Start Given entries

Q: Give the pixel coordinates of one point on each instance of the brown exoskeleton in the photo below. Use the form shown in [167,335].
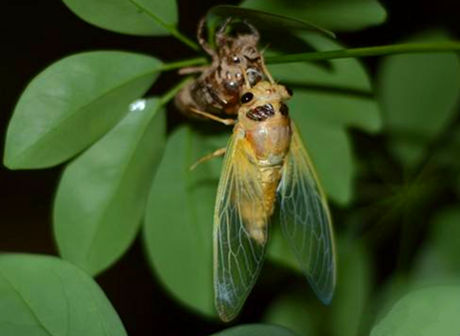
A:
[217,90]
[266,163]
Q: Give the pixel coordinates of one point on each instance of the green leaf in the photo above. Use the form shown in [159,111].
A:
[348,307]
[419,95]
[262,19]
[437,262]
[72,103]
[329,98]
[136,17]
[255,330]
[430,311]
[293,313]
[102,194]
[337,15]
[179,219]
[353,289]
[46,296]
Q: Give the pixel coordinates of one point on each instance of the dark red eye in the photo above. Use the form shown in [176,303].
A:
[247,97]
[284,109]
[236,59]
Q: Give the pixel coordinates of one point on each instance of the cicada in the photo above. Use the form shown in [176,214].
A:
[265,161]
[217,89]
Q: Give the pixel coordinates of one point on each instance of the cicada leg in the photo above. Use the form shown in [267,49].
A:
[217,153]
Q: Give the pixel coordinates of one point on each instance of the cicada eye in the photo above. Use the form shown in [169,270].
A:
[247,97]
[236,59]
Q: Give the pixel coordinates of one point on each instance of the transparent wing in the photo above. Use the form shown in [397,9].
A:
[240,230]
[305,220]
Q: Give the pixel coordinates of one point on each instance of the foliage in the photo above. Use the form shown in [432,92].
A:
[127,174]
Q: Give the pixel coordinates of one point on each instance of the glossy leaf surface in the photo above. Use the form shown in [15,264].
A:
[429,311]
[102,194]
[72,103]
[255,330]
[419,95]
[329,98]
[178,226]
[43,296]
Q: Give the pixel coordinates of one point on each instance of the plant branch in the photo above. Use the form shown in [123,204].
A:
[336,54]
[164,99]
[367,51]
[171,28]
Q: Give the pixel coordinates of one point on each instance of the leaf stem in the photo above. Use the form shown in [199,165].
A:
[367,51]
[335,54]
[183,64]
[171,28]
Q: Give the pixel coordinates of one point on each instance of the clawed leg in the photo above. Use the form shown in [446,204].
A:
[217,153]
[227,122]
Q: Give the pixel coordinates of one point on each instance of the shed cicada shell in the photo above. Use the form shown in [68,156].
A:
[266,163]
[217,89]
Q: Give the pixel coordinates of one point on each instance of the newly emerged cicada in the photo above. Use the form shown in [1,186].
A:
[217,89]
[265,160]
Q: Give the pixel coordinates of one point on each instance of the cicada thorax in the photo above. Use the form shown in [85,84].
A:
[264,120]
[217,90]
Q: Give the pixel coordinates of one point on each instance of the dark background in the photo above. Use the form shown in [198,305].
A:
[37,33]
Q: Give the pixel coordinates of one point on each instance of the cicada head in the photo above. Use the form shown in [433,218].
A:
[264,101]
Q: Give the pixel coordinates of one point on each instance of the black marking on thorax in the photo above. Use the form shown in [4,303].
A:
[261,113]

End Given entries

Task requirements ▸
Write out, word for word, the line containing "shown in [446,204]." and every line after it to the end of the data above.

Result ▸
Q: Give the pixel coordinates of one point on each instance of the clawed leg in the photo above. Use the form shown in [446,204].
A:
[217,153]
[227,122]
Q: Give the pixel coordinates of one point on each instance of the shed cicada shell in the photo above. Use the form shown in [68,156].
A:
[266,163]
[217,89]
Q: Give the pixel coordinates of one point on each instance of the newly emerged cicada in the photo above. Use the form shown in [1,186].
A:
[217,89]
[265,160]
Q: Give the pixel coordinates of one point on each instance of the cicada thorax in the photo above. Use the form shown in [85,84].
A:
[264,120]
[217,90]
Q: Give the pixel coordinates of one point on each instance of the dark background in the photo above. Use the form shown in [198,305].
A:
[37,33]
Q: Give the pixel coordinates of one point on each instance of the cicada head in the photo above. Use the form shown in [433,218].
A:
[264,101]
Q: Give the pixel coordinates of one point on each instance of the black marking on thorax in the photo above. Use the form shown in [4,303].
A:
[261,113]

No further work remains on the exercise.